Arrange every line of the material below as a numbered list, skipping any blank lines. Leave the pictures out of your answer.

Stored items:
● ● ● ● ● ● ●
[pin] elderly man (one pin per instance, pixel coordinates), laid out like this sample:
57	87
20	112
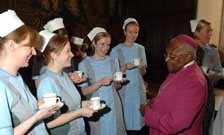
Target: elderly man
180	105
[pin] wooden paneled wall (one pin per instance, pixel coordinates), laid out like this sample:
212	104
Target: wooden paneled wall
160	21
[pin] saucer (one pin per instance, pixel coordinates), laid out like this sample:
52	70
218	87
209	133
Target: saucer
102	105
59	105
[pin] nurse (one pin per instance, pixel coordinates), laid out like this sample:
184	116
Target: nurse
99	69
56	53
19	110
55	26
132	94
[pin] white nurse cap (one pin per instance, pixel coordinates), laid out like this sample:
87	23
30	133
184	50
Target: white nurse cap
95	31
9	22
46	36
77	40
193	24
128	20
55	24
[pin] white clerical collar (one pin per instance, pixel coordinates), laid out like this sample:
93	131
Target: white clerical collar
188	64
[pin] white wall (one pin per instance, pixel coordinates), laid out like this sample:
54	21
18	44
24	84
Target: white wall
211	10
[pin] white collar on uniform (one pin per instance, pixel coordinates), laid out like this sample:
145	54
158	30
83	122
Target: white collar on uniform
188	64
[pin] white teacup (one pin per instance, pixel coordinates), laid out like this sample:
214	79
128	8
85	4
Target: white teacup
118	76
95	102
136	62
51	99
79	73
204	69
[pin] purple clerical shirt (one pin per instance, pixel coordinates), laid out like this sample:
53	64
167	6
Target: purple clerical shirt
180	105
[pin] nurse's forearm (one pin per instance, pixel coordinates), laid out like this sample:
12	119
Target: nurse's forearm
90	89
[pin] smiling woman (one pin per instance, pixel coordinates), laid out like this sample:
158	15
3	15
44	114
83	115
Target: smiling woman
100	68
18	106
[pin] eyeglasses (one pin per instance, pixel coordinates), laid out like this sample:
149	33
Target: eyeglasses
172	56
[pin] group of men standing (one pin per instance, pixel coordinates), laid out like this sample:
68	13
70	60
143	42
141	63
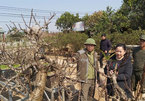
● ● ● ● ● ● ●
Full answer:
1. [pin] elderly man (one pin per instance, pixel coordinates), laid out like this sample:
2. 57	87
3. 20	112
4. Target: elderly man
5. 180	105
6. [pin] wooden paneled wall (one pin per instance, pixel coordinates), laid out like this sample:
7. 212	104
8. Target: wooden paneled wall
9. 160	21
10. [pin] saucer (one pin per instance, pixel coordinates), laid out like this sample:
11. 52	70
12. 218	87
13. 209	133
14. Target: saucer
15. 102	105
16. 59	105
17. [pin] nurse (one pin per instance, pixel coordinates), laid out like this sample:
18. 184	116
19. Target: nurse
20. 99	69
21. 56	53
22. 19	110
23. 55	26
24. 132	94
25. [pin] white nurse cap (one pin per instance, pixel coordinates), laid out like this sample:
26. 87	23
27. 30	133
28. 184	50
29. Target: white nurse cap
30. 95	31
31. 9	22
32. 46	36
33. 77	40
34. 193	24
35. 128	20
36. 55	24
37. [pin] white clerical collar (one pin per instance, pixel coordinates), laid out like this sample:
38. 93	131
39. Target: white clerical collar
40. 188	64
41. [pin] white wall (one pin per instance, pixel coordinates), laid out like this sample:
42. 54	21
43. 18	44
44. 24	84
45. Target: white wall
46. 211	10
47. [pin] white collar on uniform (one pin per instance, pixel coordinates), laid out like this sample:
48. 145	54
49. 158	30
50. 83	122
51. Target: white collar on uniform
52. 188	64
53. [pin] white teacup (one pin per instance, pixel coordinates), laid out like this sample:
54. 214	79
55. 128	8
56. 85	4
57. Target: white teacup
58. 118	76
59. 95	102
60. 136	62
61. 51	99
62. 79	73
63. 204	69
64. [pin] purple clerical shirt (one pin per instance, pixel coordinates), laid out like this sample:
65. 53	64
66. 167	6
67. Target: purple clerical shirt
68. 180	105
69. [pin] nurse's forearm (one pin per instance, pixel coordinates), laid out like this sample:
70. 12	119
71. Target: nurse's forearm
72. 90	89
73. [pin] smiling woman (one pin per instance, pixel coordinates), laid out like this sample:
74. 158	15
75. 3	15
76. 44	114
77. 83	115
78. Target: smiling woman
79. 100	68
80. 18	106
81. [pin] eyeglasses (one pin per instance, pixel coordinates), laid out like this sample:
82. 149	33
83. Target: eyeglasses
84. 172	56
85. [pin] group of men standing (one pin per instance, pixel coordinates), laid out like this sample:
86. 68	13
87. 70	60
88. 143	42
89. 141	63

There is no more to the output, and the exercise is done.